-- Start of Text segment --

Apartment transactions ramped up slightly in the second half of 2009, after falling to an all-time low in the first two quarters. The increase in transactions could be a sign that apartment investors are beginning to see a welcome light at the end of the Great Recession's long dark tunnel.


While year-end upticks in sales volume are seasonally typical, the first quarter of 2009 likely will be considered the bottom of the downturn in apartment sales volume, Marcus & Millichap predicted in a recent report, The Apartment Outlook 2010.

The apartment industry may have reached the bottom in terms of sales velocity last year, but downside risk to apartment rents and occupancies still exists due to weak employment conditions. The good news: While industry experts still foresee another 1.7 percent decline in asking rents and more job losses, albeit at a lesser pace, the research team at Marcus & Millichap predicts an upside surprise in the second half of 2010 and 2011.

-- End of Text segment --

*Instructions*
• A. Sum up the apartment market passage in two sentences.
• B. Write out the apartment market passage word for word, from "Apartment transactions ramped" up to and including "long dark tunnel.".
Work only from the apartment market passage.

-- Start of Available data --

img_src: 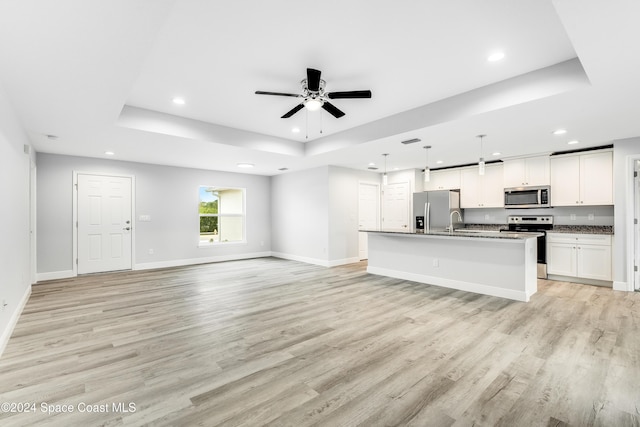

-- End of Available data --

*Solutions below*
• A. Apartment sales picked up slightly in the second half of 2009 after dropping to an all-time low in the first two quarters, and Marcus & Millichap predicted that the first quarter of 2009 will likely be seen as the bottom for sales volume. Weak job conditions still put rents and occupancies at risk, and experts expect asking rents to fall another 1.7 percent, but the firm's research team predicts an upside surprise in the second half of 2010 and 2011.

• B.
Apartment transactions ramped up slightly in the second half of 2009, after falling to an all-time low in the first two quarters. The increase in transactions could be a sign that apartment investors are beginning to see a welcome light at the end of the Great Recession's long dark tunnel.